§ Entries
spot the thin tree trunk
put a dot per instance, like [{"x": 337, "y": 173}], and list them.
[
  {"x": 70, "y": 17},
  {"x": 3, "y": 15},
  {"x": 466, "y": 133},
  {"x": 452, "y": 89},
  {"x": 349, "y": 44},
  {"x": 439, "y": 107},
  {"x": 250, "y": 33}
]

§ Instructions to follow
Convert the data above into a numbered list with one line per entry, leaving out any blank lines.

§ The result
1. spot the thin tree trunk
2. put a dot per instance, like [{"x": 337, "y": 173}], and list them.
3. [
4.   {"x": 70, "y": 17},
5.   {"x": 3, "y": 15},
6.   {"x": 466, "y": 133},
7.   {"x": 452, "y": 89},
8.   {"x": 349, "y": 44},
9.   {"x": 439, "y": 107},
10.   {"x": 250, "y": 33}
11. ]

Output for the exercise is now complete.